» Problem to solve
List each line of the records in which the string "wheel" appears. Case counts, so match capitalization precisely.

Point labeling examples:
- - - - - - -

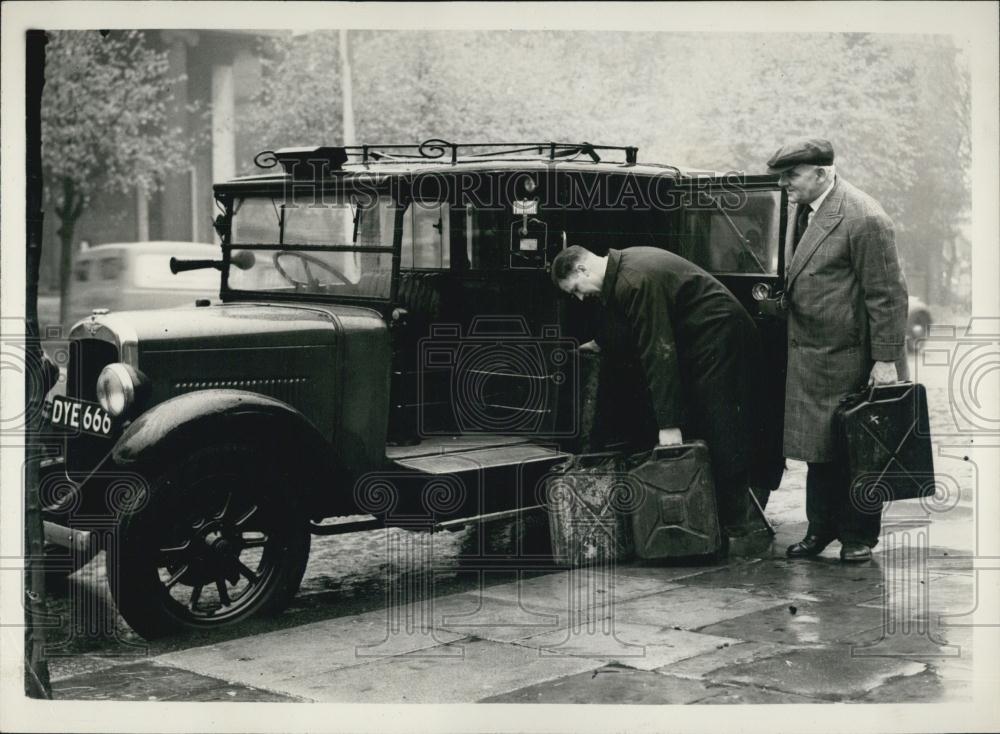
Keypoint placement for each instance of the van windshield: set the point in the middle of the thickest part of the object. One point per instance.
(310, 247)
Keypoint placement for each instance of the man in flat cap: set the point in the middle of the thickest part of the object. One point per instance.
(847, 304)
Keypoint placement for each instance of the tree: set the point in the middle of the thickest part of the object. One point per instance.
(104, 113)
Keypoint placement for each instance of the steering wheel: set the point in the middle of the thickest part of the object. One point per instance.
(306, 258)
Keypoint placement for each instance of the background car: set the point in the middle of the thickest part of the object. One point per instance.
(127, 276)
(918, 322)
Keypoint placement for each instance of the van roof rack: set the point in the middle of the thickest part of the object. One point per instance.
(435, 149)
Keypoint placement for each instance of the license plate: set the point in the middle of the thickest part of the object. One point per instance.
(80, 415)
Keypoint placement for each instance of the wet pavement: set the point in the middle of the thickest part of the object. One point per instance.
(376, 624)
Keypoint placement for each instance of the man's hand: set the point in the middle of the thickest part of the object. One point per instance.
(670, 437)
(883, 373)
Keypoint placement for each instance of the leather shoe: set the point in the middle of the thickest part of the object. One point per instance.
(855, 553)
(811, 545)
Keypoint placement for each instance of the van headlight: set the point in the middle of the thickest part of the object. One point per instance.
(117, 387)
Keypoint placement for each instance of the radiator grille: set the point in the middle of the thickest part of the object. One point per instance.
(288, 389)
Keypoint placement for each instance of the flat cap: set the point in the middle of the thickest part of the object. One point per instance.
(815, 151)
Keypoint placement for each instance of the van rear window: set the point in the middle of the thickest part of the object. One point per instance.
(153, 271)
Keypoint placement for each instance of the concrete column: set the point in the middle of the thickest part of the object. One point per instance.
(141, 214)
(223, 127)
(175, 198)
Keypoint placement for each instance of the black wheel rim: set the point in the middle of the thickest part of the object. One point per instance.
(219, 560)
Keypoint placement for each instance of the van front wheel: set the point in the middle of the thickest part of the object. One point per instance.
(211, 542)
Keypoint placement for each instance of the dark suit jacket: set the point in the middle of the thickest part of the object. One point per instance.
(847, 307)
(698, 348)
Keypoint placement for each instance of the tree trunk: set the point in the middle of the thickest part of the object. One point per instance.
(69, 213)
(36, 670)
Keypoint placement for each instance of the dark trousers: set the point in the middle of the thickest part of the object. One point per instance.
(831, 511)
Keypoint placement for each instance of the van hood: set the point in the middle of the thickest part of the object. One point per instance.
(235, 325)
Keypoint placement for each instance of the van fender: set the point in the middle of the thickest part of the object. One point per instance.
(184, 423)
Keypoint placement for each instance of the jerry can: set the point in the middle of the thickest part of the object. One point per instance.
(589, 500)
(676, 514)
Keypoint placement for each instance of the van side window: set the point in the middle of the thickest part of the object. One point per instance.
(729, 234)
(426, 236)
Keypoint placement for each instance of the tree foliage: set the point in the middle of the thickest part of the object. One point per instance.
(104, 124)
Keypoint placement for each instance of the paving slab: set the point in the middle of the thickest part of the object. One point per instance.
(479, 614)
(919, 640)
(260, 660)
(701, 665)
(666, 571)
(570, 591)
(609, 685)
(480, 668)
(925, 687)
(813, 623)
(937, 593)
(799, 579)
(148, 681)
(695, 607)
(735, 695)
(645, 647)
(830, 673)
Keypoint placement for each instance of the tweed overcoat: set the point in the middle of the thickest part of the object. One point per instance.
(847, 304)
(697, 346)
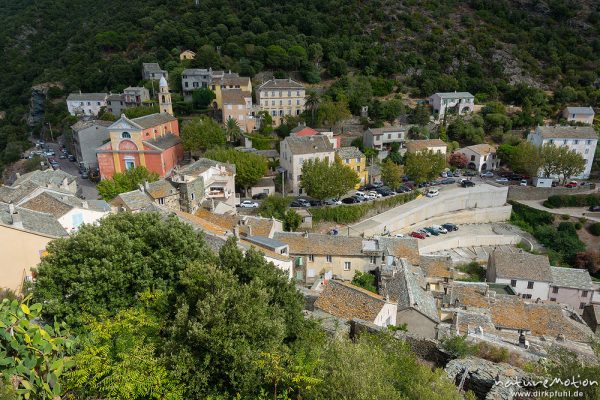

- - - - - - -

» Expected answer
Keypoint placement for each instance of the steering wheel: set the point in the middle of the thickest part of the object. One point per instance.
Keypoint placement for each instance of the black wheel rim: set the point in the middle of the thickest part of the object. One point per instance.
Keypoint placement for each instance of the van front wheel: set the point in the middle of the thickest part of the object. One point per instance.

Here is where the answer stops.